• _Exercise instructions_: Write out the entries below once more, exactly.

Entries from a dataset
[Start]
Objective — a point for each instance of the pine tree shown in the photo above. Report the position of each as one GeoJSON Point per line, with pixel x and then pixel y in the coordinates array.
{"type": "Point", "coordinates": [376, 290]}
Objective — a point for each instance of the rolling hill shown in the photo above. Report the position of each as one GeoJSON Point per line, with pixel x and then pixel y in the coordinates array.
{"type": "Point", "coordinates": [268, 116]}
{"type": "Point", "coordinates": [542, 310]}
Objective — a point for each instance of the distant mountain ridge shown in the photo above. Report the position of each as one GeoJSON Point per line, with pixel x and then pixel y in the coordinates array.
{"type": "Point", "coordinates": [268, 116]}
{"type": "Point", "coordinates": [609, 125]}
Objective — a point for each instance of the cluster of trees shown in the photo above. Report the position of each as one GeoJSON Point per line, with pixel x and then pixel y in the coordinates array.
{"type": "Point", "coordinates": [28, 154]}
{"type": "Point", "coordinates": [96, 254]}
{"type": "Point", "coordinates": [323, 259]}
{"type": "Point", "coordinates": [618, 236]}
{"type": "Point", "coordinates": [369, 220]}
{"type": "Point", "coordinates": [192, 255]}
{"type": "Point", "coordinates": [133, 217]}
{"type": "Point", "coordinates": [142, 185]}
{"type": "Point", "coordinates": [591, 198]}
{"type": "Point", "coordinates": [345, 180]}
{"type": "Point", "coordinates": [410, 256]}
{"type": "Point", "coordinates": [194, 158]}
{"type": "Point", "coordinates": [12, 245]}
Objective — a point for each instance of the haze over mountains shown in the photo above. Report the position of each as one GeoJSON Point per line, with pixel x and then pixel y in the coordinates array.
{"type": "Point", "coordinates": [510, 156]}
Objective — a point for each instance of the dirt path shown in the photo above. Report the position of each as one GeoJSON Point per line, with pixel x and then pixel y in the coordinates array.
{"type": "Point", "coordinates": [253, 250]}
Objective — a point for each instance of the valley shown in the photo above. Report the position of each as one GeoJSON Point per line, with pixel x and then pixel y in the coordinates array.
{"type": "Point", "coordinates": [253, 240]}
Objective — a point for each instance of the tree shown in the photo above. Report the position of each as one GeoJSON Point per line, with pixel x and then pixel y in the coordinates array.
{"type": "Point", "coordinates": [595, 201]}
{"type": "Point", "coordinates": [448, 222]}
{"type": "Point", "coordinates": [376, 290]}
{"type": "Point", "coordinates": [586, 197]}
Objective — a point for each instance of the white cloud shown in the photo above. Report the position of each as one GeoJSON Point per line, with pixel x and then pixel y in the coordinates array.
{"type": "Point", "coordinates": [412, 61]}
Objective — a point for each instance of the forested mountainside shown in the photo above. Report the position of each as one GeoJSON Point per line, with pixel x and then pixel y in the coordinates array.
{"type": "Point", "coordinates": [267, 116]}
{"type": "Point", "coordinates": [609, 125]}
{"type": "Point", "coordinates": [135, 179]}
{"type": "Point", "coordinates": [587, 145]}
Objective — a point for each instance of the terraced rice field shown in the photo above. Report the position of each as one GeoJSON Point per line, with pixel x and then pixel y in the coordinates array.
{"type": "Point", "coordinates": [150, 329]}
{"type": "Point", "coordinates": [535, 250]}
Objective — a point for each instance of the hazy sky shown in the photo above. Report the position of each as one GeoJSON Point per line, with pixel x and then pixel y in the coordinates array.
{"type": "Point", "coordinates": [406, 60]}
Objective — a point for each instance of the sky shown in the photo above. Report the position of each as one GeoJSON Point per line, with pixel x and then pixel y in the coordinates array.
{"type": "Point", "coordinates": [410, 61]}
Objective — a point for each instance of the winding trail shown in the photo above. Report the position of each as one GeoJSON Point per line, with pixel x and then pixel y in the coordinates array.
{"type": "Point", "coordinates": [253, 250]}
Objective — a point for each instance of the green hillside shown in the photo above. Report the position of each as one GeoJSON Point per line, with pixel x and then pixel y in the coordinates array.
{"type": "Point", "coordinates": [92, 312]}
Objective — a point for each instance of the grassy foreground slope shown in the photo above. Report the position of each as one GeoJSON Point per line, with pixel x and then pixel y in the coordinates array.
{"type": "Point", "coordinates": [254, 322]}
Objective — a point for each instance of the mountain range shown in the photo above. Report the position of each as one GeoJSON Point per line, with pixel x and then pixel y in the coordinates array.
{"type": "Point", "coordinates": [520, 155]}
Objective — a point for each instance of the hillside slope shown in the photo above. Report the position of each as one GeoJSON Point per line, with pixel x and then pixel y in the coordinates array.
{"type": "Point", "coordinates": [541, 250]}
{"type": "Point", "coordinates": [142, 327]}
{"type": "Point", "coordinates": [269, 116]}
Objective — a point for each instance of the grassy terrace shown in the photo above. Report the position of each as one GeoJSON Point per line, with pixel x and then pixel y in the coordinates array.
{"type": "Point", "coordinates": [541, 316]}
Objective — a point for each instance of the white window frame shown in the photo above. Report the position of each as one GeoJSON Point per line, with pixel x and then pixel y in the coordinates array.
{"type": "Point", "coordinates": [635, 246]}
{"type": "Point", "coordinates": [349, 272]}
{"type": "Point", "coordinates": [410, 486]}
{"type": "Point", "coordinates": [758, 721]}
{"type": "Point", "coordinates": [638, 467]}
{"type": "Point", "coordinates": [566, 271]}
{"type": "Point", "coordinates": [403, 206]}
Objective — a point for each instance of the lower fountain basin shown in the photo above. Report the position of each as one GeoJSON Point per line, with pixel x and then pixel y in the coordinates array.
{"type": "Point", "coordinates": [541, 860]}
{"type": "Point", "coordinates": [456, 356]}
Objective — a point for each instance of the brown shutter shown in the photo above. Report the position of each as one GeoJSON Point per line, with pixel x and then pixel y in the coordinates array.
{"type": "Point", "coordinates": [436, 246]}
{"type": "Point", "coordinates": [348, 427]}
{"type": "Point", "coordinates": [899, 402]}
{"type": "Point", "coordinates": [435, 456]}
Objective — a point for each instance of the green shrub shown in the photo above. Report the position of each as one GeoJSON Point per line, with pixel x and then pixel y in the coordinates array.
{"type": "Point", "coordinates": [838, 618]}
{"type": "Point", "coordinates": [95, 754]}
[End]
• _Solution for this exercise_:
Objective — a point for each instance of the pine tree shown in the photo above. Report the position of each as one GeoJSON Point per line, with pixel x and then pixel y in the coordinates array.
{"type": "Point", "coordinates": [376, 290]}
Objective — a point for each instance of the rolling hill shown in the photo above. Report the position of each as one GeoJSON Point per line, with pixel x and then pixel y in the coordinates array.
{"type": "Point", "coordinates": [268, 116]}
{"type": "Point", "coordinates": [542, 310]}
Objective — a point for each instance of the distant mountain ridge shown in the photo above. Report the position of each as one GeoJSON Point per line, with pixel x and then pixel y in the coordinates array.
{"type": "Point", "coordinates": [268, 116]}
{"type": "Point", "coordinates": [609, 125]}
Objective — a point for each instance of the cluster of trees shown in the photo above. Report the position of each as one GeoJSON Point per line, with pixel x and then pixel y in the coordinates array.
{"type": "Point", "coordinates": [28, 154]}
{"type": "Point", "coordinates": [96, 254]}
{"type": "Point", "coordinates": [323, 259]}
{"type": "Point", "coordinates": [618, 236]}
{"type": "Point", "coordinates": [369, 220]}
{"type": "Point", "coordinates": [192, 255]}
{"type": "Point", "coordinates": [133, 217]}
{"type": "Point", "coordinates": [142, 185]}
{"type": "Point", "coordinates": [591, 198]}
{"type": "Point", "coordinates": [345, 180]}
{"type": "Point", "coordinates": [410, 256]}
{"type": "Point", "coordinates": [194, 158]}
{"type": "Point", "coordinates": [12, 245]}
Objective — a point for each instance of the haze over mountains shown in the photo above. Report the position of each as one GeoJSON Point per line, with pixel x and then pixel y in the coordinates array.
{"type": "Point", "coordinates": [510, 156]}
Objective — a point for each instance of the dirt path shown in the photo above. Report the position of each as one GeoJSON Point per line, with pixel x and then pixel y in the coordinates array.
{"type": "Point", "coordinates": [253, 250]}
Objective — a point for each instance of the valley shown in the photo above. Report the position of each as one GeoJSON Point per line, with pixel x and then pixel y in the coordinates array.
{"type": "Point", "coordinates": [253, 240]}
Objective — a point for each instance of the tree shown in the photo above. Report the position of each as one GeoJSON Point per line, with pixel x and then pixel y in the coordinates array.
{"type": "Point", "coordinates": [595, 201]}
{"type": "Point", "coordinates": [448, 222]}
{"type": "Point", "coordinates": [376, 290]}
{"type": "Point", "coordinates": [586, 197]}
Objective — a point for each instance of the white cloud shown in the photo above. Report the position of each as one GeoJSON Point per line, with pixel x and then pixel y in the coordinates array.
{"type": "Point", "coordinates": [412, 61]}
Objective — a point for each instance of the forested mountainside shown in the photo above. Report the position of each as one GeoJSON Point per line, with pixel x and then pixel y in the coordinates array.
{"type": "Point", "coordinates": [267, 116]}
{"type": "Point", "coordinates": [609, 125]}
{"type": "Point", "coordinates": [135, 179]}
{"type": "Point", "coordinates": [587, 145]}
Objective — a point for each instance of the terraced rice field shown in the photo above. Report the position of each as one GeoJSON Point per line, with pixel x and then pixel y in the coordinates array.
{"type": "Point", "coordinates": [150, 329]}
{"type": "Point", "coordinates": [535, 250]}
Objective — a point for each instance of the hazy sky shown in the photo above. Report the position of each as one GeoJSON Point per line, with pixel x and then pixel y in the coordinates array.
{"type": "Point", "coordinates": [406, 60]}
Objective — a point for each instance of the sky shown in the photo above. Report the position of each as one GeoJSON Point per line, with pixel x and then pixel y in the coordinates array.
{"type": "Point", "coordinates": [410, 61]}
Objective — a point for each instance of the winding trail shown in the photo above. Report the position of each as one GeoJSON Point per line, with pixel x and then pixel y in the coordinates array.
{"type": "Point", "coordinates": [253, 250]}
Objective — a point for each instance of the green hillside shown in the photo above. Report the position of each as one GeoJSON Point per line, with pixel x and then pixel y in the coordinates array.
{"type": "Point", "coordinates": [92, 312]}
Objective — a point for each instance of the grassy foreground slope shown in the photo above. Report the position of each as one GeoJSON Point per line, with pixel x and then pixel y in the coordinates array.
{"type": "Point", "coordinates": [254, 322]}
Objective — a point for each instance of the mountain range shown in the photo above. Report the position of each as one GeoJSON Point per line, with pixel x and then pixel y in the coordinates array.
{"type": "Point", "coordinates": [520, 155]}
Objective — a point for each instance of the hillside slope shown in the photo above. Report the position of each as one GeoJSON Point per line, with pixel x and then pixel y in the coordinates array.
{"type": "Point", "coordinates": [541, 250]}
{"type": "Point", "coordinates": [142, 327]}
{"type": "Point", "coordinates": [269, 116]}
Objective — a point for each instance of the grassy terrace shown in the photo above. Report the position of each as one GeoJSON Point per line, with pixel x and then pixel y in the coordinates array.
{"type": "Point", "coordinates": [541, 316]}
Objective — a point for each instance of the white window frame shown in the photo above. Report the position of each as one GeoJSON Point per line, with pixel x and then pixel y in the coordinates array.
{"type": "Point", "coordinates": [635, 246]}
{"type": "Point", "coordinates": [349, 272]}
{"type": "Point", "coordinates": [410, 486]}
{"type": "Point", "coordinates": [758, 721]}
{"type": "Point", "coordinates": [638, 467]}
{"type": "Point", "coordinates": [566, 271]}
{"type": "Point", "coordinates": [403, 206]}
Objective — a point for each instance of the lower fountain basin shown in the photo above. Report the position of each as one GeoJSON Point per line, with pixel x and then pixel y in the coordinates array.
{"type": "Point", "coordinates": [541, 860]}
{"type": "Point", "coordinates": [456, 356]}
Objective — a point for each instance of the brown shutter shown in the photo above. Report the position of each as one GeoJSON Point per line, with pixel x and then pixel y in the coordinates array.
{"type": "Point", "coordinates": [436, 246]}
{"type": "Point", "coordinates": [348, 427]}
{"type": "Point", "coordinates": [899, 402]}
{"type": "Point", "coordinates": [435, 456]}
Objective — a point for each instance of the green shrub shown in the photo above. Report the position of each as one GeoJSON Point per line, with pixel x and then pixel y in the coordinates array.
{"type": "Point", "coordinates": [838, 618]}
{"type": "Point", "coordinates": [95, 754]}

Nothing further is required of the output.